* _What needs to be done_
Rename "Scouting task" to "Marking task" in the material from the line with "Scouting task: drop one point on every instance of the orange" up to and including the line with "[(134, 729), (72, 714)]", and return only those lines with nothing else altered.

[Stored dataset items]
## Begin

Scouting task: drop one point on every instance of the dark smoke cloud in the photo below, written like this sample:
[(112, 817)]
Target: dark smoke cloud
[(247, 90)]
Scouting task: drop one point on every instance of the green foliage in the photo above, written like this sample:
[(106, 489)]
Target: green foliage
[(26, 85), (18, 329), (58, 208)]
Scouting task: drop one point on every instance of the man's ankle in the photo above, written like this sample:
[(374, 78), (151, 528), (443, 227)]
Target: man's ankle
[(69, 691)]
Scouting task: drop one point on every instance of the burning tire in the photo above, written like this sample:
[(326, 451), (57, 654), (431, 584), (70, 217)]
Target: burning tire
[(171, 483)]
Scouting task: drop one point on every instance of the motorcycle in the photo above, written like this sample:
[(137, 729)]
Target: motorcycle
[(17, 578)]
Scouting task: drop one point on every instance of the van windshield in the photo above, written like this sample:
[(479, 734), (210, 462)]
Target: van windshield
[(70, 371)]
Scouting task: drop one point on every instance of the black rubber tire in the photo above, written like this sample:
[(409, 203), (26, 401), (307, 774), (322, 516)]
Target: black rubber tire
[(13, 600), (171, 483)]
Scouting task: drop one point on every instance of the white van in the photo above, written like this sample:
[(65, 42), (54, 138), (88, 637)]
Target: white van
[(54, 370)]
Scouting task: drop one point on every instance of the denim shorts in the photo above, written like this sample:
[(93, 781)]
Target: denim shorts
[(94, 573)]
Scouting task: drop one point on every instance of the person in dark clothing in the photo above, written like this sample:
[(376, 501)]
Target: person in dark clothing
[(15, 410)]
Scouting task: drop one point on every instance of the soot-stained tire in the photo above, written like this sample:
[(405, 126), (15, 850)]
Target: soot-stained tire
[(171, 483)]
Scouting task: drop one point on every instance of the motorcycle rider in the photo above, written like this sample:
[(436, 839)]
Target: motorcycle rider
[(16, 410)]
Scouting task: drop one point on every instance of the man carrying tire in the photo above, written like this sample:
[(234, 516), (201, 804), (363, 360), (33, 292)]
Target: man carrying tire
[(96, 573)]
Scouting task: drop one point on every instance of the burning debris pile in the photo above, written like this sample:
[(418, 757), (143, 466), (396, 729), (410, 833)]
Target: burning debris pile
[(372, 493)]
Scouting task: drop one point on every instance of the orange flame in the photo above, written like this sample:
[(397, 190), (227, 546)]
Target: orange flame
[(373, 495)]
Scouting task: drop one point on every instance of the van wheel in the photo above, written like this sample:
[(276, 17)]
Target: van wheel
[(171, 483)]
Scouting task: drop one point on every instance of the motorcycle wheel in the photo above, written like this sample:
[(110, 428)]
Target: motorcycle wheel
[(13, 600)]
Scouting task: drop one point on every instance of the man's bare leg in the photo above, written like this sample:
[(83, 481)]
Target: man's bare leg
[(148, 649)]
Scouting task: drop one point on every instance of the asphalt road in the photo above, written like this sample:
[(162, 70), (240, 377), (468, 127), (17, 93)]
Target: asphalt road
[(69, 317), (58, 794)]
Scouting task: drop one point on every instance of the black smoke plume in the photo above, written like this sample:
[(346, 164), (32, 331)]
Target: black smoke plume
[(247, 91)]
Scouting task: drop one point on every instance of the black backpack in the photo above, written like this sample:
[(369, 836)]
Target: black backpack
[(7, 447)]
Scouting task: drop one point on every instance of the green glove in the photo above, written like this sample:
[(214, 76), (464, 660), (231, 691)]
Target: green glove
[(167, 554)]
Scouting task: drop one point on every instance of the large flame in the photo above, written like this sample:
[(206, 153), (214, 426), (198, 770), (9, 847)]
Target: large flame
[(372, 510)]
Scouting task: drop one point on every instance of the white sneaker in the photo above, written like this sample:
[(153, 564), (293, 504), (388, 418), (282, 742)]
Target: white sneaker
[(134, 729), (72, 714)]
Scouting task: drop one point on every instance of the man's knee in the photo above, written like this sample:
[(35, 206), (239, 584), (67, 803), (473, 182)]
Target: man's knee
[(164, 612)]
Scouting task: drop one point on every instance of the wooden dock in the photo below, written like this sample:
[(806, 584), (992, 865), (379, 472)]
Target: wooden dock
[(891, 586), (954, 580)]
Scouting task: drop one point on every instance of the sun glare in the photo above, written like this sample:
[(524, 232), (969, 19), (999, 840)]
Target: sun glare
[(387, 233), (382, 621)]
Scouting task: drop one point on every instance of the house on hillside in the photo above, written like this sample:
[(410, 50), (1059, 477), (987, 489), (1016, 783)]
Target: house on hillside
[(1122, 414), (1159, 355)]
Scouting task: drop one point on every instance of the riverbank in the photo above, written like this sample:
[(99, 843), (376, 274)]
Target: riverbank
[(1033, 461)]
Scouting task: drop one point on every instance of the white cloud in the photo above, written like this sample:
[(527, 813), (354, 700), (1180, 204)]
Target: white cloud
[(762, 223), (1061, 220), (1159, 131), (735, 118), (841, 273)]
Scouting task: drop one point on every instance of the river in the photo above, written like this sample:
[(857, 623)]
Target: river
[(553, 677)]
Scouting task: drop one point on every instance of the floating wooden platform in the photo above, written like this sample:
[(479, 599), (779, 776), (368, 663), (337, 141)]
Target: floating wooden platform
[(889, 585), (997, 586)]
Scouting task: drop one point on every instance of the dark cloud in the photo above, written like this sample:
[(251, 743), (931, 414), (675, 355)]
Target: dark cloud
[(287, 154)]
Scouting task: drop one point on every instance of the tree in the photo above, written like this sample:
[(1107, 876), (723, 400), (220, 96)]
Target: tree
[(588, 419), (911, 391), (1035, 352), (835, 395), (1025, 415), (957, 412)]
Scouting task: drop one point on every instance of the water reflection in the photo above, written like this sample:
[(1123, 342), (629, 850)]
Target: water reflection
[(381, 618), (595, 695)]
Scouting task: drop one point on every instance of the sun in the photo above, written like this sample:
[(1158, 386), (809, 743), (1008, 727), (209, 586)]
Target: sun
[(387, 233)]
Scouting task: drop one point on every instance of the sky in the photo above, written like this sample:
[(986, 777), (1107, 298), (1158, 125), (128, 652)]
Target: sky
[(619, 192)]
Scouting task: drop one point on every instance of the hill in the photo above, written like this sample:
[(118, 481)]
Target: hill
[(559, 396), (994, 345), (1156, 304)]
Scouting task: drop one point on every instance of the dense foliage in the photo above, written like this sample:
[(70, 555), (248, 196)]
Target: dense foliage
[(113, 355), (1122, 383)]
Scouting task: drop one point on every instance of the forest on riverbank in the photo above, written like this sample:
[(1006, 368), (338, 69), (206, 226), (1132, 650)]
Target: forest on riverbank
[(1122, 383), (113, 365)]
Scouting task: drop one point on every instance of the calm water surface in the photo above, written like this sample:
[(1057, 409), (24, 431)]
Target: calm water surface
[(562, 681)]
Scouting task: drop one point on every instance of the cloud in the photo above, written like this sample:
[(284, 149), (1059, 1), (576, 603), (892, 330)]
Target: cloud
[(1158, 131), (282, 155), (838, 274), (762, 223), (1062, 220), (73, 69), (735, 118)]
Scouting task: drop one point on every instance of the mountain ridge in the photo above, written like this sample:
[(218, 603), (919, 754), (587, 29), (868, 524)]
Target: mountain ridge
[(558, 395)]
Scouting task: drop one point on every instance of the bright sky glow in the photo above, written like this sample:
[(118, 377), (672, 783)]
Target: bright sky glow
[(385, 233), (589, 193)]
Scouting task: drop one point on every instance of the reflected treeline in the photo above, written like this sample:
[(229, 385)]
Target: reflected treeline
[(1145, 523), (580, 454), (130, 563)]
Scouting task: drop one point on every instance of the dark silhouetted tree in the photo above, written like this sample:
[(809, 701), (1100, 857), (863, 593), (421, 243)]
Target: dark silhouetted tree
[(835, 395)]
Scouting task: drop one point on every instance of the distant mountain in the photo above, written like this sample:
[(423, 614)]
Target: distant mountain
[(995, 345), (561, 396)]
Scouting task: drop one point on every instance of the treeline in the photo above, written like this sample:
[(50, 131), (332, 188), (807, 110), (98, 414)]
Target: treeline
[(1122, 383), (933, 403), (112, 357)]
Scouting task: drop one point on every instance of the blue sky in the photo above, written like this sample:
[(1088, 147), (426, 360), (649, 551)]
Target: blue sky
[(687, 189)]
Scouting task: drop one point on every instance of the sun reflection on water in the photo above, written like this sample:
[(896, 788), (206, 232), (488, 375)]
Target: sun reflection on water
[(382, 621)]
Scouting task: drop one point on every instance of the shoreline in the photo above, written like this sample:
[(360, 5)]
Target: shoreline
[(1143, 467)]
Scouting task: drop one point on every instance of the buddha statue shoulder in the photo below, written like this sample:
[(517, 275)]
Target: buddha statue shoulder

## End

* _Exercise answer_
Marking task: drop one point on every instance of the orange flame in the photo above, written like this sample:
[(397, 190), (227, 546)]
Target: orange flame
[(373, 495)]
Marking task: drop one point on every instance of the van wheel in the photo above, written like this sample:
[(276, 17)]
Target: van wheel
[(171, 483)]
Marking task: drop one point on every instance of the motorcycle wheel in the photo above, written like this sample:
[(110, 428)]
Target: motorcycle wheel
[(13, 600)]
Marking task: drop one point on every instance of the man's bare leg in the photo above, written like this sample:
[(83, 481)]
Target: man's bare leg
[(148, 649)]
Marking task: drop one point on every instance of the asphalt road in the photo above, written like this sample:
[(162, 70), (240, 377), (468, 127), (17, 93)]
Target: asphalt road
[(69, 317), (58, 794)]
Marking task: drop one point on every instance of the black smoke plume in the photo above, written like this sample:
[(346, 164), (32, 331)]
Target: black smoke plume
[(247, 91)]
Marking task: drop one point on every instance of the black backpack in the photo above, written like this sample:
[(369, 836)]
Target: black backpack
[(7, 447)]
Marking task: drop one point on every instance of the green glove in the photo above, written like this sample:
[(214, 76), (464, 660), (231, 691)]
Target: green glove
[(167, 554)]
Marking task: drop one point on every instance of the large flame in the photo above, written like this sample:
[(206, 153), (214, 426), (198, 770), (9, 847)]
Target: large flame
[(372, 510)]
Marking task: drop one point on every instance of the white sneaker in the photo above, written like this sample:
[(153, 564), (293, 504), (388, 418), (282, 742)]
Target: white sneaker
[(134, 729), (72, 714)]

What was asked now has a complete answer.